Work order:
In the data below, find the line that contains "form | each point like <point>784,746</point>" and the line that contains "wanted | a pin on every instance of the rocky". Copy both, plus every line between them, exactly.

Dataset content:
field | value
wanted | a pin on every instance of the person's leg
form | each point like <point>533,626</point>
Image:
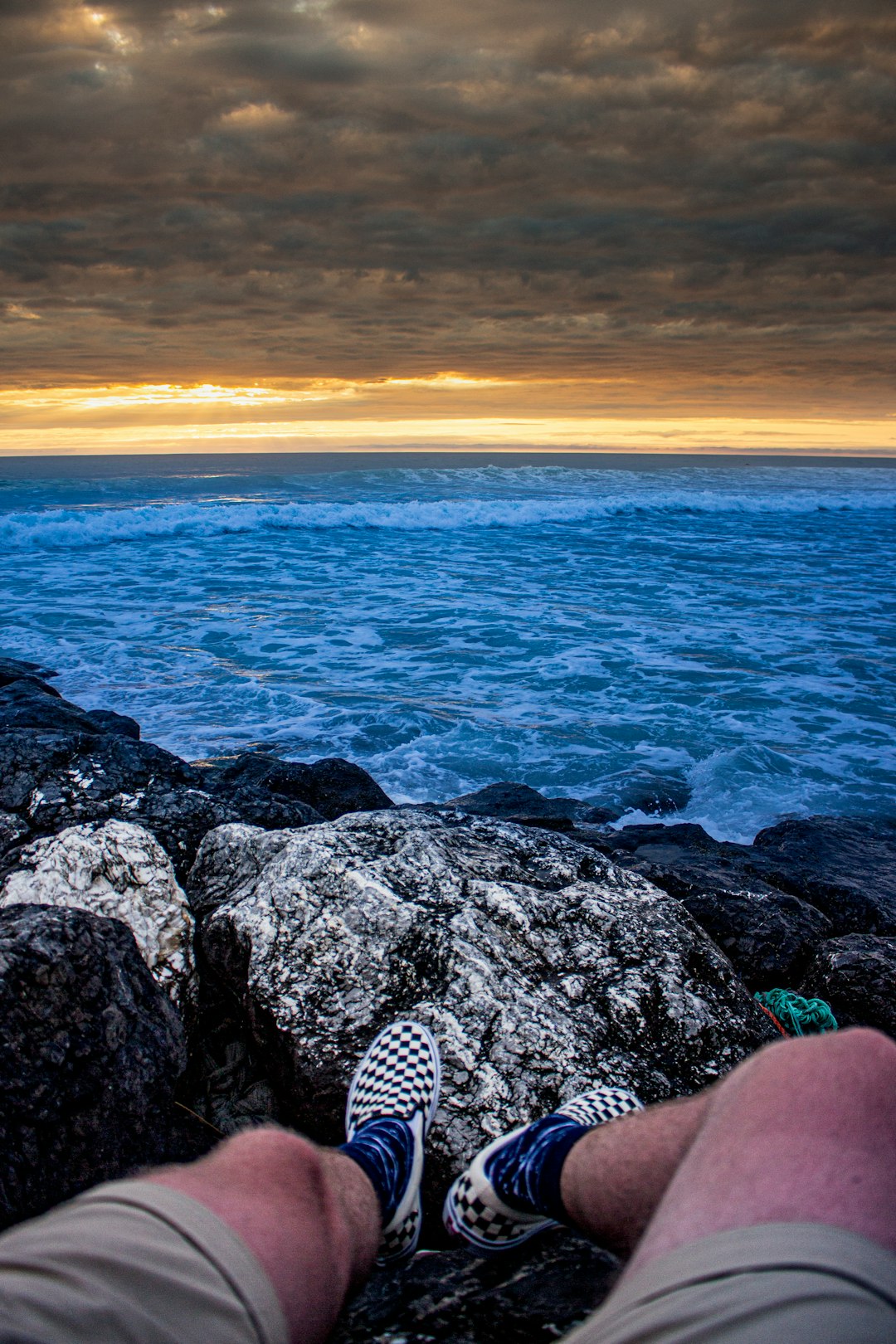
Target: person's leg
<point>309,1215</point>
<point>617,1174</point>
<point>804,1132</point>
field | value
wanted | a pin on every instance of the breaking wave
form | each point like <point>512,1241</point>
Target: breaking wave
<point>67,528</point>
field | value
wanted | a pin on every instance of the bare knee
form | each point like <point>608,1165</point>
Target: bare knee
<point>271,1159</point>
<point>853,1069</point>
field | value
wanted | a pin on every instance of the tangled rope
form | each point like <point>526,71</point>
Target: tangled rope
<point>796,1016</point>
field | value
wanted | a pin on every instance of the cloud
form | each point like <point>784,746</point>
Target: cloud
<point>663,190</point>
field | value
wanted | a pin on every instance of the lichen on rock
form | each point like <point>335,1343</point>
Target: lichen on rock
<point>542,967</point>
<point>121,871</point>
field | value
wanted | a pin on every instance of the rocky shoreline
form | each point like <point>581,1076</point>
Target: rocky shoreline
<point>190,947</point>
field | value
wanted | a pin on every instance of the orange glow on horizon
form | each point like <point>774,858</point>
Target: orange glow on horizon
<point>444,410</point>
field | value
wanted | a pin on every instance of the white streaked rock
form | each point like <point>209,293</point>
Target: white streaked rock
<point>540,965</point>
<point>121,871</point>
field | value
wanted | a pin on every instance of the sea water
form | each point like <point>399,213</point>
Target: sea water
<point>726,631</point>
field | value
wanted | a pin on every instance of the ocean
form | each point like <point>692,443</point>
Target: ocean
<point>722,633</point>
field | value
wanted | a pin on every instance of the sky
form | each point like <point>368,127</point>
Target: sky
<point>324,223</point>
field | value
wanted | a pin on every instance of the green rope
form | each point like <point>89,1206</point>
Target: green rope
<point>800,1016</point>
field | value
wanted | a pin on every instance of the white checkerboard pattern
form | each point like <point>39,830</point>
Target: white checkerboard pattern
<point>398,1075</point>
<point>475,1211</point>
<point>398,1079</point>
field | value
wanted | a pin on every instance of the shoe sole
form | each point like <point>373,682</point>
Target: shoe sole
<point>401,1237</point>
<point>476,1213</point>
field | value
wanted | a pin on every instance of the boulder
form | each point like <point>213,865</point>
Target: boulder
<point>52,780</point>
<point>844,866</point>
<point>642,789</point>
<point>275,793</point>
<point>89,1057</point>
<point>12,830</point>
<point>112,722</point>
<point>527,806</point>
<point>121,871</point>
<point>540,967</point>
<point>767,936</point>
<point>536,1293</point>
<point>857,977</point>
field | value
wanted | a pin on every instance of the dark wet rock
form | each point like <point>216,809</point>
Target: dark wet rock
<point>27,704</point>
<point>264,791</point>
<point>645,791</point>
<point>12,670</point>
<point>56,780</point>
<point>12,830</point>
<point>536,1293</point>
<point>112,722</point>
<point>275,793</point>
<point>767,936</point>
<point>527,806</point>
<point>540,967</point>
<point>119,871</point>
<point>89,1057</point>
<point>857,977</point>
<point>845,866</point>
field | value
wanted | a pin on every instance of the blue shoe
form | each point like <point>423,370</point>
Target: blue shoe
<point>398,1079</point>
<point>473,1209</point>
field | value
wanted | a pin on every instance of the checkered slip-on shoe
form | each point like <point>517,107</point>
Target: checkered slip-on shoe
<point>398,1079</point>
<point>475,1211</point>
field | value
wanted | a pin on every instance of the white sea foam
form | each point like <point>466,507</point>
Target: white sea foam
<point>61,528</point>
<point>730,631</point>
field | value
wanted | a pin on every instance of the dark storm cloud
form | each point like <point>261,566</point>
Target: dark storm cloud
<point>504,186</point>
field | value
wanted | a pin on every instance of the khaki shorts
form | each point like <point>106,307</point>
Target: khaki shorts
<point>774,1283</point>
<point>140,1264</point>
<point>134,1264</point>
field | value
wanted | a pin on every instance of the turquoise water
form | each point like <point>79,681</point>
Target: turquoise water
<point>731,629</point>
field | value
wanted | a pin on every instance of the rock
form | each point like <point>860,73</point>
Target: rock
<point>844,866</point>
<point>12,670</point>
<point>56,780</point>
<point>770,916</point>
<point>89,1057</point>
<point>857,977</point>
<point>27,704</point>
<point>112,722</point>
<point>290,793</point>
<point>117,869</point>
<point>540,967</point>
<point>536,1293</point>
<point>527,806</point>
<point>12,830</point>
<point>767,936</point>
<point>231,859</point>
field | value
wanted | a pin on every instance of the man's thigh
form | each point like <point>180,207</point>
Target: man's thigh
<point>783,1283</point>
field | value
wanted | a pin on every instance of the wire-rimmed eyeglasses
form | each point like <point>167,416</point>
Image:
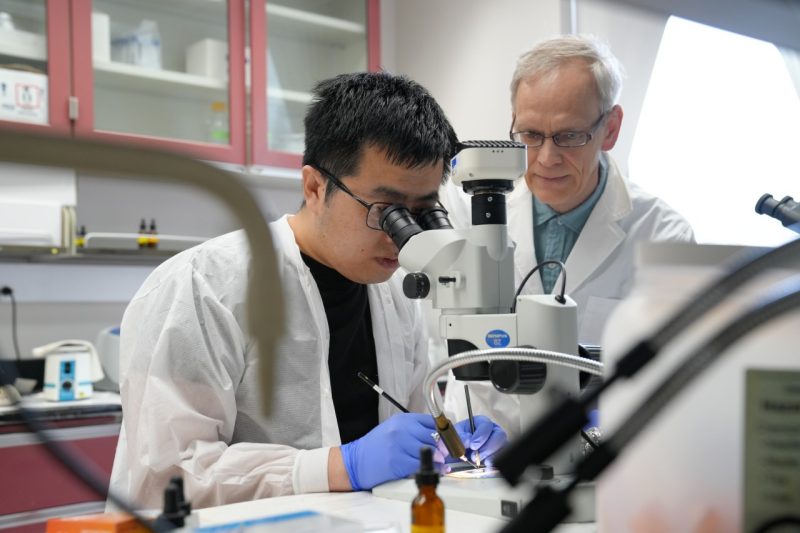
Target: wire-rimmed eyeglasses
<point>564,139</point>
<point>374,209</point>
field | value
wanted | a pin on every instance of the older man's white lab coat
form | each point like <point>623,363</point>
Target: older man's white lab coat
<point>600,268</point>
<point>189,378</point>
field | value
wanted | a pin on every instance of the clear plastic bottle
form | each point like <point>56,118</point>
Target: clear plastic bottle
<point>427,509</point>
<point>218,125</point>
<point>152,235</point>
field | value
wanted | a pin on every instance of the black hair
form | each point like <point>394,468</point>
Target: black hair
<point>352,112</point>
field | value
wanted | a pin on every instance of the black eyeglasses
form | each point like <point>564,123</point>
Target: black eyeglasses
<point>374,209</point>
<point>565,139</point>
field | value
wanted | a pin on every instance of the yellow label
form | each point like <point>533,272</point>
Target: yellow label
<point>427,529</point>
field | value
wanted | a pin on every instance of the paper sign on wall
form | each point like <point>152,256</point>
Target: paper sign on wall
<point>772,447</point>
<point>23,96</point>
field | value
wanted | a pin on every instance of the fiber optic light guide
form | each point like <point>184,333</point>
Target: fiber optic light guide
<point>473,473</point>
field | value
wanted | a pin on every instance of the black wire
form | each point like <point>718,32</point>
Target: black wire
<point>588,439</point>
<point>7,291</point>
<point>560,298</point>
<point>787,520</point>
<point>81,469</point>
<point>669,387</point>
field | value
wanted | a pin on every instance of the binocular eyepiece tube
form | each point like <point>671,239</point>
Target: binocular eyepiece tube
<point>398,222</point>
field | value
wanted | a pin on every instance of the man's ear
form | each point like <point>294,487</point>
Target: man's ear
<point>612,128</point>
<point>314,186</point>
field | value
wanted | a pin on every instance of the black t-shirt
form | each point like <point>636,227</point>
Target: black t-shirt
<point>352,350</point>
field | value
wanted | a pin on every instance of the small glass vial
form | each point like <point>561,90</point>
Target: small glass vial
<point>152,235</point>
<point>142,239</point>
<point>427,509</point>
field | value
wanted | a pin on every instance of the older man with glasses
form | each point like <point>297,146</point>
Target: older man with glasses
<point>573,204</point>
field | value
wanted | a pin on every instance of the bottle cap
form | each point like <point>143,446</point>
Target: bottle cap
<point>427,475</point>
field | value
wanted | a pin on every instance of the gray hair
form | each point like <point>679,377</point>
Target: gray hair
<point>549,55</point>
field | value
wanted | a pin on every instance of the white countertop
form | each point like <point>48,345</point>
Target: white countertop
<point>376,514</point>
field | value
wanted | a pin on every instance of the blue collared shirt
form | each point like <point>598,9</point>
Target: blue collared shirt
<point>554,234</point>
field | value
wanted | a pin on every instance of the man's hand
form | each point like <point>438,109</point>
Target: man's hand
<point>485,442</point>
<point>390,451</point>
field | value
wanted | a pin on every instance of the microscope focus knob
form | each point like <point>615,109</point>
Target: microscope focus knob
<point>416,285</point>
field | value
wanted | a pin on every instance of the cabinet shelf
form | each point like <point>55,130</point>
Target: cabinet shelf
<point>116,75</point>
<point>296,97</point>
<point>319,27</point>
<point>36,254</point>
<point>23,45</point>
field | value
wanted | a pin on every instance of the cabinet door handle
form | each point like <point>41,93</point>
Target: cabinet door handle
<point>73,108</point>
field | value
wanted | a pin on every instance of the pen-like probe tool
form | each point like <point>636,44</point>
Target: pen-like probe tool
<point>445,428</point>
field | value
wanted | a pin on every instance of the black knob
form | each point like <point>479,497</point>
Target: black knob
<point>416,285</point>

Written response:
form | each point like <point>784,746</point>
Target: cloud
<point>663,190</point>
field | value
wanted | a pin on every instance of the lichen on rock
form | each point like <point>335,1343</point>
Target: lichen on rock
<point>542,967</point>
<point>121,871</point>
field | value
wanted | a pin on every instance of the rocky shoreline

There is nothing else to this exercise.